Records of labeled boxes →
* begin *

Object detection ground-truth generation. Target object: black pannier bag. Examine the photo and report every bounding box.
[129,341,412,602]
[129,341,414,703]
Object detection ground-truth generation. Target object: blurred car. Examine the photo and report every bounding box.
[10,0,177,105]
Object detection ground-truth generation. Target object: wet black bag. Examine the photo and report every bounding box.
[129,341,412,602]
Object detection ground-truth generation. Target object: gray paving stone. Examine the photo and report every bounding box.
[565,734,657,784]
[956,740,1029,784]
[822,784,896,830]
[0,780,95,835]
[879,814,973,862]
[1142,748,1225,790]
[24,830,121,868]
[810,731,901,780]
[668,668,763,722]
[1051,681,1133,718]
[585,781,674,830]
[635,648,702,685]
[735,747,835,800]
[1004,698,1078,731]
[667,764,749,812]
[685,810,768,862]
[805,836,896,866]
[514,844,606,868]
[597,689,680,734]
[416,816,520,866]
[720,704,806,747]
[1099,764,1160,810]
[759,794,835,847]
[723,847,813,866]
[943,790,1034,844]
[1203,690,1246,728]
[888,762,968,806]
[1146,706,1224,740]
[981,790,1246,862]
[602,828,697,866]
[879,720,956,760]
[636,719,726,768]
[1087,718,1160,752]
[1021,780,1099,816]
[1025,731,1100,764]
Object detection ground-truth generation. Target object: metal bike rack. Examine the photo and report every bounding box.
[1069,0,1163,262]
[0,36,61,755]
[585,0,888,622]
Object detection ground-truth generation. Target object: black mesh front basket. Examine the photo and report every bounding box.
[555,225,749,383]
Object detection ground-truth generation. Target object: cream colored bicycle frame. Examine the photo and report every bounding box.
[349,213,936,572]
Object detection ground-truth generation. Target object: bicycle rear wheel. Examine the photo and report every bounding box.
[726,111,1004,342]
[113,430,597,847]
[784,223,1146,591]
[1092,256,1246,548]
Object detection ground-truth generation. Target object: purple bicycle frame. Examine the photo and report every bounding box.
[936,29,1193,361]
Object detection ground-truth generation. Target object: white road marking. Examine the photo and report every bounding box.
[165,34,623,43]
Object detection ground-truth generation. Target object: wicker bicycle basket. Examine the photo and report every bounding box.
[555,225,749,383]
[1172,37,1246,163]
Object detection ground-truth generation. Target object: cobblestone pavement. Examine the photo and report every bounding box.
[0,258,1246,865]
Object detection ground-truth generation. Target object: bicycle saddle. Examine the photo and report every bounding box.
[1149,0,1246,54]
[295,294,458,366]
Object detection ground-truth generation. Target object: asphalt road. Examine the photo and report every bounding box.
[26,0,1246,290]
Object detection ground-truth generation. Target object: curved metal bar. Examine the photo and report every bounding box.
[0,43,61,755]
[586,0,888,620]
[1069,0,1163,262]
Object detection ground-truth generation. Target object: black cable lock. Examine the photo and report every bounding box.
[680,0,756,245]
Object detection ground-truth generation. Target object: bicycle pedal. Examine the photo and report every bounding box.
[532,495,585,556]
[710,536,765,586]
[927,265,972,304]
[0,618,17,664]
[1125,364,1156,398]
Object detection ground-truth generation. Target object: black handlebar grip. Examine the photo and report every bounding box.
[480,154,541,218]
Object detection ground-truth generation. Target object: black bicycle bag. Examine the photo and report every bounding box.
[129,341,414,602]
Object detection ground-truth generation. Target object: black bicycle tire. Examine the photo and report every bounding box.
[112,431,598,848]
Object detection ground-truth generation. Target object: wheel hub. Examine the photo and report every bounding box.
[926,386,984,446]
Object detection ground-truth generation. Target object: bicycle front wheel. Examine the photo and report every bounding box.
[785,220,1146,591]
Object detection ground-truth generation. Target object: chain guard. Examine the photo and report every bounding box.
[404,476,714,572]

* end *

Job → Retype all of the data above word for word, without changing anything.

Written answer →
Object detection ground-truth generation. Target object: black pannier bag. Examine the photo and report every bounding box.
[129,341,412,602]
[129,341,414,703]
Object detection ground-truth generation. Target object: blurred car. Examine the photo and report every bounding box.
[10,0,177,105]
Object detection ground-truth generation. Target object: wet black bag. Examine the photo and report every bounding box.
[129,341,412,602]
Object detection ground-truth generation. Target object: gray paving stone. Examine the photo and report every bounding box.
[565,734,657,784]
[956,740,1029,784]
[822,784,896,830]
[0,780,95,835]
[879,814,973,862]
[1142,748,1225,790]
[24,830,121,868]
[810,731,901,780]
[668,668,763,722]
[1051,681,1133,718]
[585,781,674,830]
[635,648,702,685]
[735,747,835,800]
[1004,698,1078,731]
[667,764,749,812]
[685,810,768,862]
[805,836,896,866]
[514,844,606,868]
[597,689,680,734]
[416,816,520,866]
[720,704,806,747]
[1099,764,1160,810]
[759,794,835,847]
[723,847,813,866]
[943,790,1034,844]
[1203,690,1246,728]
[888,762,968,806]
[1146,706,1224,740]
[981,790,1246,862]
[602,828,697,866]
[879,720,956,760]
[636,719,726,768]
[1087,718,1160,752]
[1021,780,1099,816]
[1025,731,1100,764]
Object detection ground-truth generation. Target object: metal bike rack. Examine the photo and report every bounding box.
[1069,0,1163,262]
[0,36,61,755]
[585,0,888,622]
Object detection ground-truth generation. Target object: black mesh front basket. Examine the photo and report every bounding box.
[555,225,749,383]
Object detection ground-truth generation. Target object: cream colored bicycle frame. Examine the photo and report every bounding box.
[349,213,936,572]
Object detection ground-truth generation. Target object: bicycle rear wheel. Examine the photo and report every bounding box.
[726,111,1004,342]
[113,430,597,847]
[784,223,1146,591]
[1092,256,1246,548]
Object detection ground-truth generation. Target object: purple bicycle frame. Examine the photo and report every bounding box.
[936,29,1193,361]
Object detection ground-truth generation. Target object: white road marking. Examine the photo and report every bounding box.
[165,34,623,43]
Object detection ground-truth generation. Target object: wicker bicycle basket. Examine the photo and report every bounding box.
[555,225,749,383]
[1172,37,1246,163]
Object detection ground-truth generation. Target object: cobblestone pavement. Examine the photo and report every bounding box.
[0,258,1246,865]
Object detection ground-truth generation. Target object: bicycle saddle. Examine the photo and report every bounding box.
[1149,0,1246,54]
[295,294,458,366]
Object detection ground-truth generation. Target object: asphalt road. Examine the photo and report every bounding box.
[26,0,1246,290]
Object detection ground-truth generation. Target object: curved metal bar. Examine the photo and report every bounding box.
[0,43,61,755]
[586,0,888,620]
[1069,0,1163,262]
Object detection ground-truth generation. Target object: black cable lock. Examine the photo and report every bounding box.
[680,0,756,245]
Object detection ground-truth generation. Target object: bicycle pedal. Examine the photo and report every bounding box.
[532,495,585,556]
[710,536,765,586]
[927,265,972,304]
[0,618,17,664]
[1125,364,1156,398]
Object detection ground-truth generation. Target object: black handlebar grip. Examine the photo and report every bounding box.
[480,154,541,218]
Object detection ground-truth generation. Target object: black bicycle bag. Examine the photo and report every bounding box.
[129,341,414,602]
Object detection ground-truth generation. Target object: black bicycle tire. Examine the photo and report every bounding box.
[112,431,598,848]
Object detection ground-truth generation. Target object: wheel hub. Examine the photo and report every bounding box.
[926,386,984,446]
Object detection ground-truth generation. Target object: bicycle front wheel. Examine the photo and report every bounding box.
[785,220,1146,591]
Object detection ground-truth generation. Target object: chain guard. Examine the photo and report every bounding box.
[404,476,714,572]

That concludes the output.